-- Start Task input --
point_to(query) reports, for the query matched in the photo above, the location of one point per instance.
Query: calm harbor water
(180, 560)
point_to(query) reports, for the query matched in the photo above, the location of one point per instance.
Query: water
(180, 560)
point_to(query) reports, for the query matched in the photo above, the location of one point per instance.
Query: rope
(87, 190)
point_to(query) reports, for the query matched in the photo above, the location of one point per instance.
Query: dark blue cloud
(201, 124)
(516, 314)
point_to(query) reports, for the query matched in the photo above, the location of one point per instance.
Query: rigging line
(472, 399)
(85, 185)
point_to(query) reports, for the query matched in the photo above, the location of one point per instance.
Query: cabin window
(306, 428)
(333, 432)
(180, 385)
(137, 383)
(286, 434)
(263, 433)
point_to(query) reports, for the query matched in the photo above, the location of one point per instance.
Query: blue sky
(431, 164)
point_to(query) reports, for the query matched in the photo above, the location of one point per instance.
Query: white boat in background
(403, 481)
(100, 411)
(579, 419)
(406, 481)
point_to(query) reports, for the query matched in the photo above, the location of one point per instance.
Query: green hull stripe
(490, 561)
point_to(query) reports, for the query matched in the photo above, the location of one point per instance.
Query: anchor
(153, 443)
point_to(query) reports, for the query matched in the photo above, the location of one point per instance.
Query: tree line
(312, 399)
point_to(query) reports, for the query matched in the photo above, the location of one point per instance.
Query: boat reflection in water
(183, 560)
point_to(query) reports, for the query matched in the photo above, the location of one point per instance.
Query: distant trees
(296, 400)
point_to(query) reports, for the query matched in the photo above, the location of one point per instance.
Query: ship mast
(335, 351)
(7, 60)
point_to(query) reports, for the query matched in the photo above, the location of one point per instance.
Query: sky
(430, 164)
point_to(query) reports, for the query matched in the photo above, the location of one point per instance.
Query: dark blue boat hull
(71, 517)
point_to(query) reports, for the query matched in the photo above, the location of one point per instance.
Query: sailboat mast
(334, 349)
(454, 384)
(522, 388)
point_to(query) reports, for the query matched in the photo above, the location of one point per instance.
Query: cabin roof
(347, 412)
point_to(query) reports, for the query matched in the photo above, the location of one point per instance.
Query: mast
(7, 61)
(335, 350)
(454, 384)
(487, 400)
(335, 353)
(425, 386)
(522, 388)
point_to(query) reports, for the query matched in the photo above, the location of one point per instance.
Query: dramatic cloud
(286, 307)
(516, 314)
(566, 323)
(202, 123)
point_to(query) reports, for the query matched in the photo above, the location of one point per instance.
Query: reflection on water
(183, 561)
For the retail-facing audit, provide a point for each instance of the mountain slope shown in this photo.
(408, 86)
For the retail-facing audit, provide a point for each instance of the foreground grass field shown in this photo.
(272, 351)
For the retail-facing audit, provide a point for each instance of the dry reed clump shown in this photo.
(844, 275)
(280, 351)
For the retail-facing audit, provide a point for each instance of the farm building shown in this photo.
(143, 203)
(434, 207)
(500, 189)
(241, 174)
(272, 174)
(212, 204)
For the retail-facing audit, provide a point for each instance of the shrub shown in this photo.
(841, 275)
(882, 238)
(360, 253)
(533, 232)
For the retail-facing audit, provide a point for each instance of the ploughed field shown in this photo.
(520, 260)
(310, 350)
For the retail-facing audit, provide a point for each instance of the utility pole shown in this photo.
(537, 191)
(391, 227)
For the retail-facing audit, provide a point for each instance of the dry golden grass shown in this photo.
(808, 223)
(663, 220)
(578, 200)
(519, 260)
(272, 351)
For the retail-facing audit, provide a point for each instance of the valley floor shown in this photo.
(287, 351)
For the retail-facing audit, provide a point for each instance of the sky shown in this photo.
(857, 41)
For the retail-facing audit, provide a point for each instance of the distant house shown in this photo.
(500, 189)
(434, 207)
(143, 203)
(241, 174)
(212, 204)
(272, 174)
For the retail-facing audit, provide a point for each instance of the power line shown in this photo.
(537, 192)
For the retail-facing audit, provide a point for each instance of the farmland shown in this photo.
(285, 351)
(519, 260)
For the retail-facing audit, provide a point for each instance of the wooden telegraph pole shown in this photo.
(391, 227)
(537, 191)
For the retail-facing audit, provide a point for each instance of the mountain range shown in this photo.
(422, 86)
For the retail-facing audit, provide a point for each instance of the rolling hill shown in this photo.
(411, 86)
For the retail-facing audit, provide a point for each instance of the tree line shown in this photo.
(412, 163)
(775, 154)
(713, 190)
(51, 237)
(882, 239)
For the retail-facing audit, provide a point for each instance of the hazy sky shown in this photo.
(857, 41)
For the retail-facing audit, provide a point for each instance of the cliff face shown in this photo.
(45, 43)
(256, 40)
-- End Task input --
* [Given request] Copy all of the records above word for word, with no changes.

* [Task solution]
point_to(query) reports, for the query matched in the photo above, the location of one point per instance.
Query: calm harbor water
(180, 560)
point_to(query) reports, for the query matched in the photo above, the location of one point per instance.
Query: water
(180, 560)
point_to(query) reports, for the query matched in the photo above, the location of one point per instance.
Query: rope
(87, 190)
point_to(query) reports, for the query matched in the photo above, the location of one point per instance.
Query: dark blue cloud
(201, 124)
(516, 314)
point_to(query) reports, for the query matched in the photo above, the location of one point per instance.
Query: rigging line
(472, 399)
(85, 185)
point_to(query) reports, for the query matched in the photo above, the location of one point per instance.
Query: cabin window
(306, 428)
(333, 432)
(180, 385)
(137, 383)
(286, 434)
(263, 433)
point_to(query) reports, for the query matched in the photo above, the location of one point per instance.
Query: blue sky
(431, 164)
point_to(query) reports, for the query matched in the photo above, the location of one point per instance.
Query: white boat in background
(403, 481)
(100, 411)
(579, 419)
(406, 481)
point_to(query) reports, for the query matched in the photo above, the location of one point per instance.
Query: green hull stripe
(490, 561)
point_to(query) reports, for the query matched in the photo above, the location of one point per instance.
Query: anchor
(153, 443)
point_to(query) reports, for the query matched in the photo above, the location of one point per instance.
Query: tree line
(312, 399)
point_to(query) reports, for the query matched in the photo above, the location of one point per instance.
Query: boat reflection in water
(183, 560)
point_to(query) reports, for the query matched in the photo above, the location of one point per instance.
Query: distant trees
(296, 400)
point_to(query) reports, for the query matched in the photo above, the location of one point per instance.
Query: ship mast
(335, 351)
(7, 60)
point_to(query) reports, for the query matched in the photo above, the location of one point per instance.
Query: sky
(430, 164)
point_to(query) reports, for the query matched in the photo above, the location of one point per instance.
Query: dark blue boat hull
(71, 517)
point_to(query) reports, for the query matched in the photo above, the location of one point per instance.
Query: sailboat mast
(334, 349)
(454, 384)
(522, 388)
point_to(query) reports, for the query matched in the photo above, the location of one point per instance.
Query: cabin roof
(347, 412)
point_to(query) reports, for the query matched in the photo above, the location of one point per instance.
Query: mast
(7, 61)
(335, 350)
(454, 384)
(487, 400)
(335, 353)
(425, 386)
(522, 388)
point_to(query) reports, for the query matched in the photo above, the location of one point per instance.
Query: dramatic cloud
(286, 307)
(516, 314)
(566, 323)
(202, 123)
point_to(query) reports, for the query matched in the photo above, the location of one point per instance.
Query: reflection on water
(183, 561)
For the retail-facing audit, provide a point for each instance of the mountain slope shown in this photo.
(408, 86)
For the retail-facing audit, provide a point for each instance of the foreground grass field shown in this photo.
(272, 351)
For the retail-facing audit, provide a point for each instance of the dry reed clump shown in this photo.
(844, 275)
(280, 351)
For the retail-facing audit, provide a point for each instance of the farm building shown in this photo.
(143, 203)
(434, 207)
(500, 189)
(241, 174)
(272, 174)
(212, 204)
For the retail-facing audit, provide a point for each instance of the shrub shown in this photo.
(841, 275)
(882, 238)
(360, 253)
(533, 232)
For the retail-facing audit, provide a point for each instance of the ploughed field shown in this photo.
(520, 260)
(310, 350)
For the retail-facing audit, provide a point for each instance of the utility pole shown in this photo.
(537, 191)
(391, 227)
For the retail-facing audit, provide a point for each instance of the dry golden grass shown in this photo.
(808, 223)
(663, 220)
(578, 200)
(519, 260)
(272, 351)
For the retail-facing audit, provide a point for each instance of the valley floor shown in this photo.
(287, 351)
For the retail-facing audit, provide a point for each instance of the sky shown in this photo.
(857, 41)
For the retail-facing audit, provide a point for each instance of the distant house shown in this photo.
(500, 189)
(434, 207)
(143, 203)
(241, 174)
(212, 204)
(272, 174)
For the retail-facing audit, provide a point for each instance of the power line shown in this photo.
(537, 192)
For the retail-facing audit, provide a point for each instance of the farmland shown in this photo.
(285, 351)
(519, 260)
For the retail-facing audit, provide a point for each instance of the wooden telegraph pole shown in this photo.
(391, 227)
(537, 191)
For the retail-facing audit, provide a point for each instance of the mountain range shown in this photo.
(422, 86)
For the retail-facing audit, provide a point for each instance of the rolling hill shown in this photo.
(411, 86)
For the retail-facing audit, provide a point for each instance of the tree line shown in this photo.
(412, 163)
(775, 154)
(713, 190)
(51, 237)
(882, 239)
For the retail-facing audit, provide a point for each instance of the hazy sky shown in this photo.
(857, 41)
For the retail-facing audit, provide a point for each instance of the cliff face shown in this photo.
(45, 43)
(256, 40)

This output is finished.